◆ WHAT IS NEEDED ◆
Give the listing again exactly, omitting its images.

───── DATASET ─────

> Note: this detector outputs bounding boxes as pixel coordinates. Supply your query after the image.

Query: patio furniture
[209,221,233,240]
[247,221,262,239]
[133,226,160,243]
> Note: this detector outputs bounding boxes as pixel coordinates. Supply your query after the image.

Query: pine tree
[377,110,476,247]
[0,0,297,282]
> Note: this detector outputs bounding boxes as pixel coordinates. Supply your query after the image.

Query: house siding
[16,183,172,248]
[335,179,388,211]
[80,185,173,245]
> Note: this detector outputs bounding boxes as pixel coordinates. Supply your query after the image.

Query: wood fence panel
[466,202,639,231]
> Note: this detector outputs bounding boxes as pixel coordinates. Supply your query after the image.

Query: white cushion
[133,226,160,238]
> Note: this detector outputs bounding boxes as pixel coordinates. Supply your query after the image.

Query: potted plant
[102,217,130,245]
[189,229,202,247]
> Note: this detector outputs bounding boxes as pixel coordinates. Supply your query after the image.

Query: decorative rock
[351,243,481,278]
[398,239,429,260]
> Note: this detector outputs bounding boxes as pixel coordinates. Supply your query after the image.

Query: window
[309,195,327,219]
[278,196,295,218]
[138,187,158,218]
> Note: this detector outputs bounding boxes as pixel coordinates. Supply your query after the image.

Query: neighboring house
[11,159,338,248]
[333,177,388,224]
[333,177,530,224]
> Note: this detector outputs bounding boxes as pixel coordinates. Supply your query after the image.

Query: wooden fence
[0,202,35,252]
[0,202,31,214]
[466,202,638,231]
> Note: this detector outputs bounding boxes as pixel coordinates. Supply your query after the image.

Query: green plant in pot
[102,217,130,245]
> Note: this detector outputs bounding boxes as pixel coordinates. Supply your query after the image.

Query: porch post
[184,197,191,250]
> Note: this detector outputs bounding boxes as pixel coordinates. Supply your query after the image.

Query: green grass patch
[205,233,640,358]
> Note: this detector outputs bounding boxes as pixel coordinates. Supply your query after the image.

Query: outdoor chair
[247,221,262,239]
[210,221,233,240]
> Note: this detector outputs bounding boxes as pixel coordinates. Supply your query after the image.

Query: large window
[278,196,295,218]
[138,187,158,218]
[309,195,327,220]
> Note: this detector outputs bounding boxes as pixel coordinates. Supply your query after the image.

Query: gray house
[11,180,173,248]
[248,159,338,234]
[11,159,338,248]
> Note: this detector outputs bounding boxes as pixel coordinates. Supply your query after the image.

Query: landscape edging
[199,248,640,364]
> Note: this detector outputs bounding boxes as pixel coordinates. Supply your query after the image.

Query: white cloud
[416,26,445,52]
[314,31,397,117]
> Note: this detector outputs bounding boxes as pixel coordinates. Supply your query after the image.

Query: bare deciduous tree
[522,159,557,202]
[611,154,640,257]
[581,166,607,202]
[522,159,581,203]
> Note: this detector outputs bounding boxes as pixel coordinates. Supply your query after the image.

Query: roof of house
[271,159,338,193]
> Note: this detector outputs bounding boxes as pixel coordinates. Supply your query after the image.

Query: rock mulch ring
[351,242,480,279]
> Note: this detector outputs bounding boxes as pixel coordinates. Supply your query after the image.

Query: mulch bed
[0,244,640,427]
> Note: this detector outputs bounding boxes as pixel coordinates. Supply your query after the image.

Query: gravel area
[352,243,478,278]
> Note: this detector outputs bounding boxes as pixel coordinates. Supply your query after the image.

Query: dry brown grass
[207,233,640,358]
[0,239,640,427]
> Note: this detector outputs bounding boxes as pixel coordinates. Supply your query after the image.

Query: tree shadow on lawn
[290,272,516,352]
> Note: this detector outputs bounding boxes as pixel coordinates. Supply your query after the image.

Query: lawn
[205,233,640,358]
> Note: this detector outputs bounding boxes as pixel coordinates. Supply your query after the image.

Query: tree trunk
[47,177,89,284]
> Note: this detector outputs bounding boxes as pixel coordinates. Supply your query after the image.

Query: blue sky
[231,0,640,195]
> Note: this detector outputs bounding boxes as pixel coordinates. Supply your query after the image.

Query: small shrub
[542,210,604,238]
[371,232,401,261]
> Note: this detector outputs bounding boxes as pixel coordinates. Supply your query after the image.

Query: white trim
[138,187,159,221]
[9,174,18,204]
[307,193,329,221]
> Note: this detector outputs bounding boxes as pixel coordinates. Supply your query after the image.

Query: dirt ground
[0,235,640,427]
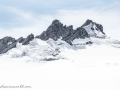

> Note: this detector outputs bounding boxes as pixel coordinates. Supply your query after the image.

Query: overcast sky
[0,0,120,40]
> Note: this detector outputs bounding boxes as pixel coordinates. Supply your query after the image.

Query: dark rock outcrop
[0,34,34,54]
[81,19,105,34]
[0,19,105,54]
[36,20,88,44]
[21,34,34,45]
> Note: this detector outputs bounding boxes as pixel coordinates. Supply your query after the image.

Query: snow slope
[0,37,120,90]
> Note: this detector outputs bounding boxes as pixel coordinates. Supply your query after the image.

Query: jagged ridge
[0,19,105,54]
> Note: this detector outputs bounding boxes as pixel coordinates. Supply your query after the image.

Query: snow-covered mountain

─────

◆ TASK ANSWER ◆
> Note: this detector outputs bounding boxes as pixel coordinates. Supply your query after the image.

Query: patio furniture
[209,221,233,240]
[247,221,262,239]
[133,226,160,243]
> Note: this detector outputs bounding boxes as pixel coordinates. Supply your query after the image.

Query: pine tree
[377,110,476,247]
[0,0,297,282]
> Note: this detector outputs bounding boxes as pixel coordinates. Supply your query after the image.

Query: house siding
[16,183,172,248]
[335,179,388,211]
[80,185,173,245]
> Note: this detector outputs bounding boxes as pixel coordinates. Supply your query after the image.

Query: wood fence panel
[466,202,639,231]
> Note: this detector outputs bounding boxes as pixel coordinates. Supply your query after the image.

Query: white cushion
[133,226,160,238]
> Note: this detector outputs bounding boxes as pixel coordinates. Supply your query after the image.

Query: potted plant
[102,217,130,245]
[189,229,202,247]
> Note: this detector outputs bounding boxes as pixel coordinates. Supply your query after the image.

Query: decorative rock
[351,243,481,278]
[398,239,429,260]
> Note: this detector outputs bounding boxes as pixel coordinates. Supply your query after the image.

Query: window
[309,195,327,219]
[278,196,295,218]
[138,187,158,218]
> Note: this detector outputs bounding boxes as pixel coordinates. Supply your query after the image.

Query: neighboring house
[11,159,338,248]
[333,177,388,224]
[333,177,530,224]
> Note: this detector outputs bounding boxes as pixel coordinates. Supply your query after the image.

Query: wooden fence
[0,202,35,252]
[0,202,31,214]
[466,202,638,231]
> Note: this detector outputs bounding boxes as pixel coordinates. Supply your query after the image.

Query: green plant in pot
[102,217,130,245]
> Note: this detector outputs bounding boxes as pixel coordinates. Supply your query after the image.

Query: porch post
[184,197,191,250]
> Note: this detector outputs bounding boxes as pixel coordinates. Supply your query after the image.

Query: green grass patch
[205,233,640,358]
> Note: this detector outputs bounding boxes as pixel coordinates. Supply your query after the image.

Query: outdoor chair
[247,221,262,239]
[210,221,233,240]
> Note: this detector outputs bounding boxes as pixel coordinates. Supply your query after the image.

Query: large window
[278,196,295,218]
[138,187,158,218]
[309,195,327,220]
> Note: this detector outputs bounding boxes as pixel coordinates. Supply your query after the image.

Query: gray house
[11,180,173,248]
[248,159,338,234]
[11,159,338,248]
> Note: this detector outputs bounding boxes as pixel coordinates. Supply your query after the image.

Query: landscape edging
[199,248,640,364]
> Note: this detector outputs bounding boxes as pixel coordinates. Supply your query after the image.

Query: white cloud
[416,26,445,52]
[314,31,397,117]
> Note: this detector outputs bounding boxes as pixel coordinates. Supply your query after the image.

Query: bare deciduous tree
[522,159,557,202]
[611,154,640,257]
[581,166,607,202]
[522,159,581,203]
> Note: this detector outputs bounding boxes as pixel coordinates. Supply your query after the image.

Query: roof of house
[271,159,338,193]
> Note: this detector outputs bounding boxes as pixel coordinates. Supply your query after the image.

Query: rock mulch ring
[351,242,480,279]
> Note: this detector outputs bounding boxes as pixel coordinates. Supply your query after the image.

Query: mulch bed
[0,244,640,427]
> Note: this detector outputs bounding boxes as pixel coordinates. Supply your query after the image.

Query: gravel area
[352,243,478,278]
> Note: this detector outputs bounding boxes as pixel coordinates. Supply your query after the image.

Query: dry brown grass
[207,233,640,358]
[0,239,640,427]
> Note: this detector outputs bounding boxes as pixel coordinates. Supply your query after the image.

Query: tree shadow on lawn
[290,272,516,352]
> Note: this detector outputs bounding boxes as pixel coordinates. Supply your query after the image.

Query: lawn
[205,233,640,358]
> Note: this detector outputs bounding boxes as pixel coordinates. Supply your query after the image.

Query: tree trunk
[47,177,89,284]
> Note: this detector outputs bounding boxes as pixel coordinates. Supply your query after the image.

Query: blue sky
[231,0,640,195]
> Note: this detector outputs bounding boxes as pixel coordinates. Supply your query after the image.

Query: small shrub
[542,210,604,238]
[371,232,401,261]
> Note: this detector outputs bounding boxes as pixel coordinates. Supply your query after the image.

Query: white trim
[138,187,159,221]
[9,174,18,204]
[307,193,329,221]
> Note: this detector outputs bounding boxes as pixel coordinates. Supply your query after the image.

Query: dirt ground
[0,235,640,427]

> Note: this detector outputs bounding boxes as pixel coordinates. Supply your query after the image.

Query: overcast sky
[0,0,120,40]
> Note: this detector outputs bounding boxes as pixel coordinates. Supply your query after the image.

Query: dark rock outcrop
[0,34,34,54]
[81,19,105,34]
[0,19,105,54]
[36,20,88,44]
[21,34,34,45]
> Note: this detector outputs bounding boxes as pixel coordinates. Supply your query after the image.

Query: snow slope
[0,37,120,90]
> Note: this detector outputs bounding boxes as pixel coordinates. Supply your query after the image.

Query: jagged ridge
[0,19,105,54]
> Note: this detector outputs bounding boxes as pixel coordinates. Supply your query after the image.

Query: snow-covered mountain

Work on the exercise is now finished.